RECORDS PROVIDED:
* * *
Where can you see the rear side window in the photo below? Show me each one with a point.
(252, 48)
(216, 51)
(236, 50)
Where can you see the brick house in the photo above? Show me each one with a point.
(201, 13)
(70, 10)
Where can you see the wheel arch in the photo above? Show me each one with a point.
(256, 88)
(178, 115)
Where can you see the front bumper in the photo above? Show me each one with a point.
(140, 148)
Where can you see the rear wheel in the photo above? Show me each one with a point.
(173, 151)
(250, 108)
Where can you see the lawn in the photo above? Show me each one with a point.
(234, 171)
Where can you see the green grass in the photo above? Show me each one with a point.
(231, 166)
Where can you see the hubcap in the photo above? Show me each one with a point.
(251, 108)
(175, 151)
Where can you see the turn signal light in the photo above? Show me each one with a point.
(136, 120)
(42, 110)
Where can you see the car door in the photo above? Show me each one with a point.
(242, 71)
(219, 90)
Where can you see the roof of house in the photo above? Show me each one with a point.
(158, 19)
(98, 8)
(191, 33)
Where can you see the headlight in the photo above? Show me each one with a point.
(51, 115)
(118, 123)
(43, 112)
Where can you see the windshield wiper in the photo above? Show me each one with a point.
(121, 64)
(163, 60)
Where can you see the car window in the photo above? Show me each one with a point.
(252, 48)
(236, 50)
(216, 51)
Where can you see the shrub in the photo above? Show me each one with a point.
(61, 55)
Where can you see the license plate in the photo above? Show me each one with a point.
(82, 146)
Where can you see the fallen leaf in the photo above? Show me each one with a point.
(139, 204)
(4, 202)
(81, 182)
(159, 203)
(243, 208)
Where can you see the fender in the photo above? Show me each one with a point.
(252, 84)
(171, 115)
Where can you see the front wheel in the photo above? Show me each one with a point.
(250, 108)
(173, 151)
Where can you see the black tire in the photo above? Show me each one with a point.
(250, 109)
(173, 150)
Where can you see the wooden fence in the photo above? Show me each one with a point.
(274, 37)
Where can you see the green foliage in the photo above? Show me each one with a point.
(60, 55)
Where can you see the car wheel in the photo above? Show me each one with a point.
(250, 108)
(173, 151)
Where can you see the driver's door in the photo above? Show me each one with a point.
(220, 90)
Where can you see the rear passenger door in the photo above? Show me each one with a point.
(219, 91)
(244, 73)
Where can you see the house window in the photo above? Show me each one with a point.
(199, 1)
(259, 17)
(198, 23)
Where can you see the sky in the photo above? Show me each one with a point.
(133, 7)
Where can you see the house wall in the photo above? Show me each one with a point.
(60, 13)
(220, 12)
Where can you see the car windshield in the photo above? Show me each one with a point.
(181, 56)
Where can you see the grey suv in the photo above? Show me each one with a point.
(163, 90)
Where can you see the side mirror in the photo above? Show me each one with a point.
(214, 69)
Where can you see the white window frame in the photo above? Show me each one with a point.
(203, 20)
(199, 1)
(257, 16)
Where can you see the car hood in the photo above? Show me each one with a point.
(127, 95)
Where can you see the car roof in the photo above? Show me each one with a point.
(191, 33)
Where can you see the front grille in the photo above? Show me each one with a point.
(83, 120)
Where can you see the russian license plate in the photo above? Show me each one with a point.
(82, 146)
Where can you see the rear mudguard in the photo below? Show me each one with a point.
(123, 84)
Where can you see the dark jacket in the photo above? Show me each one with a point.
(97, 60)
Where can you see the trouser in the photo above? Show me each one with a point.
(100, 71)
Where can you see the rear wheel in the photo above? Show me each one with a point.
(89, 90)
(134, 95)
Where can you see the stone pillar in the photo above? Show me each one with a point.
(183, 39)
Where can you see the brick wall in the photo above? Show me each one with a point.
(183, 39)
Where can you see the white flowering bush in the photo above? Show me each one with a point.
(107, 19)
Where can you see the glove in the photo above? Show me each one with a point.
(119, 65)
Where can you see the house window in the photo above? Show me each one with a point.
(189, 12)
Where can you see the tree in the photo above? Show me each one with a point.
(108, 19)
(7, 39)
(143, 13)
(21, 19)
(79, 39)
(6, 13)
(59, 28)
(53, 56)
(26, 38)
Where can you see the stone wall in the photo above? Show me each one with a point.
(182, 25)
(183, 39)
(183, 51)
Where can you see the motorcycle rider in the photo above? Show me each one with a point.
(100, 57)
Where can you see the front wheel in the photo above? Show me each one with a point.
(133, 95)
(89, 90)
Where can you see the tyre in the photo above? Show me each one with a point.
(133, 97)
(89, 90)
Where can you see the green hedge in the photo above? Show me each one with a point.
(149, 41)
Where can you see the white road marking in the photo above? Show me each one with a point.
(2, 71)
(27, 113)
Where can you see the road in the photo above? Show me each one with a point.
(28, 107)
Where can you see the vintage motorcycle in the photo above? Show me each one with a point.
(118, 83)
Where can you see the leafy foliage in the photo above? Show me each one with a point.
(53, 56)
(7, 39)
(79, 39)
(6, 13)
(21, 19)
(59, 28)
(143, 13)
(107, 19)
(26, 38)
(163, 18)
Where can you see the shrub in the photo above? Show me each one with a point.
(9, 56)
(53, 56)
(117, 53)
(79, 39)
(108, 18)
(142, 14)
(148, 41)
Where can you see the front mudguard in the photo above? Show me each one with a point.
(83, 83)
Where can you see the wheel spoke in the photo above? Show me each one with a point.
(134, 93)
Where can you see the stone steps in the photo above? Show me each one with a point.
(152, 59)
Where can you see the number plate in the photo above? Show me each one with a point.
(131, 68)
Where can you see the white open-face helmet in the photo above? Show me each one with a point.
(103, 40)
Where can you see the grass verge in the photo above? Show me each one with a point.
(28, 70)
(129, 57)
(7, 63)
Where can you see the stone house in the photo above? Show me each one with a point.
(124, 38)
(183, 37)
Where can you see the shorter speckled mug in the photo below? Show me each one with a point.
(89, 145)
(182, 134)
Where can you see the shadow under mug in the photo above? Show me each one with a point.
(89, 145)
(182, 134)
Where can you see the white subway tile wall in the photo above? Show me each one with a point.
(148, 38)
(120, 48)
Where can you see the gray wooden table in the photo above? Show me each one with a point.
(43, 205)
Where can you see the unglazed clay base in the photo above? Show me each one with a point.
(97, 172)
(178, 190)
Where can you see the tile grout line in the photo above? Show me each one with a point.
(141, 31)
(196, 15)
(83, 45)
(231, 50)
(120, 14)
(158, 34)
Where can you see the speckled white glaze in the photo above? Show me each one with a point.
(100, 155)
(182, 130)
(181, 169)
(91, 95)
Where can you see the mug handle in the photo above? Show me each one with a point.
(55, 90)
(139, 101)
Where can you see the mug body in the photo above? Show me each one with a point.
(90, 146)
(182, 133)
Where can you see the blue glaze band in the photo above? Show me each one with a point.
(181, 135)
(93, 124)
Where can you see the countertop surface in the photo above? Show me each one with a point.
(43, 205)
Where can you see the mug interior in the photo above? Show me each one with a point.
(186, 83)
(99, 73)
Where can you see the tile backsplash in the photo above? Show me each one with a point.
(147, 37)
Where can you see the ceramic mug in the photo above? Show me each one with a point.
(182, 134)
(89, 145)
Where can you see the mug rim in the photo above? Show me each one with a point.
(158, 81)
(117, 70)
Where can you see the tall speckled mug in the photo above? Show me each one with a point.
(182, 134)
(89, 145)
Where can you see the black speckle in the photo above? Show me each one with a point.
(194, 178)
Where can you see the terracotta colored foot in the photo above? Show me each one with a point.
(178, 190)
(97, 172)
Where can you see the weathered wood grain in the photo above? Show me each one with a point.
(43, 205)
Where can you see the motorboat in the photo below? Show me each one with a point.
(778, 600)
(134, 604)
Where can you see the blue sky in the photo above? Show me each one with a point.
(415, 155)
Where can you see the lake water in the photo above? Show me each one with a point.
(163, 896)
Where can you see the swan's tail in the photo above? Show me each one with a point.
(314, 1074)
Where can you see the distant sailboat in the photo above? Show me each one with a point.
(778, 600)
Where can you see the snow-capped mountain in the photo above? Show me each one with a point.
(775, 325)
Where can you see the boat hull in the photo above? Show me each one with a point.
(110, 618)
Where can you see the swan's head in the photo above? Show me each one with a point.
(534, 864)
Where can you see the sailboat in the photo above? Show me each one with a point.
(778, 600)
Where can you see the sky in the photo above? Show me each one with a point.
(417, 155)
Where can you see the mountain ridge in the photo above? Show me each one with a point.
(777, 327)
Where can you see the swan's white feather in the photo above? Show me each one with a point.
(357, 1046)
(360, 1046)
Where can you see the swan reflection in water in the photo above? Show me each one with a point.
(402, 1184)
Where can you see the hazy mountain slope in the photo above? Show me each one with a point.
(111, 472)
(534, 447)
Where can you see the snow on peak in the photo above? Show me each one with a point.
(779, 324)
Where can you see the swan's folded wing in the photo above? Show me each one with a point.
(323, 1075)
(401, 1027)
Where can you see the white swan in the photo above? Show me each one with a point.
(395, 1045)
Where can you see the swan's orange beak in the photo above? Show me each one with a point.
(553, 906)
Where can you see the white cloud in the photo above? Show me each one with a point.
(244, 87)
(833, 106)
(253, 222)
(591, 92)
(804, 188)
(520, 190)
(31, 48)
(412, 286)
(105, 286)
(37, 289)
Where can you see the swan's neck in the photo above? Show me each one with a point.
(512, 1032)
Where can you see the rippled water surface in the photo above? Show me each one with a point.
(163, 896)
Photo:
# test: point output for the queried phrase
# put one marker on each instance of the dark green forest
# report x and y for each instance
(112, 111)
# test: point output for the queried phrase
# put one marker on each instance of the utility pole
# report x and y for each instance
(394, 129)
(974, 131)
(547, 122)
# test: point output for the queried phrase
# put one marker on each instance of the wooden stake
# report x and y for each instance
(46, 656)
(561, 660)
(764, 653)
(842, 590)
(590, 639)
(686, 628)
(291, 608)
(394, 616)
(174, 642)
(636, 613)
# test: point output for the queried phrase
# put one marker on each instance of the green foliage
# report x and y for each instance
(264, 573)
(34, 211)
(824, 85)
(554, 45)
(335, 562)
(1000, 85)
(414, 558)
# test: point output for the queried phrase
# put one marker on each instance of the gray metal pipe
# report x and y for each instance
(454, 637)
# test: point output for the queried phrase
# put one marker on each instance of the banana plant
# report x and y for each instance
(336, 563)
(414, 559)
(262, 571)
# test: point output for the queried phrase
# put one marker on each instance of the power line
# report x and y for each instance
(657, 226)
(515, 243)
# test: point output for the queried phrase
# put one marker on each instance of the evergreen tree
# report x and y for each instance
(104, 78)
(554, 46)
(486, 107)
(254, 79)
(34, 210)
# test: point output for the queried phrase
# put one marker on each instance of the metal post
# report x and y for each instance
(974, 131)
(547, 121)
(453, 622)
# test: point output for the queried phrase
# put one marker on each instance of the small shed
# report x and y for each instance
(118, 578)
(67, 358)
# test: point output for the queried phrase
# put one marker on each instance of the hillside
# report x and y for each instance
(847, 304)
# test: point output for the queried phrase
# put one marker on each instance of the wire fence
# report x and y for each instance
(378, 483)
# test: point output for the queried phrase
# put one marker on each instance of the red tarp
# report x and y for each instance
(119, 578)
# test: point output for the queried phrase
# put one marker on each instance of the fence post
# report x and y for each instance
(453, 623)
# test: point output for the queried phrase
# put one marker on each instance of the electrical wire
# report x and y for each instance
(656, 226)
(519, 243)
* * *
TASK STATEMENT: Where a line of the records holds the word "wire", copy that line.

EXPECTED ANSWER:
# put one marker on each instance of the wire fence
# put one marker on each instance of the electrical wire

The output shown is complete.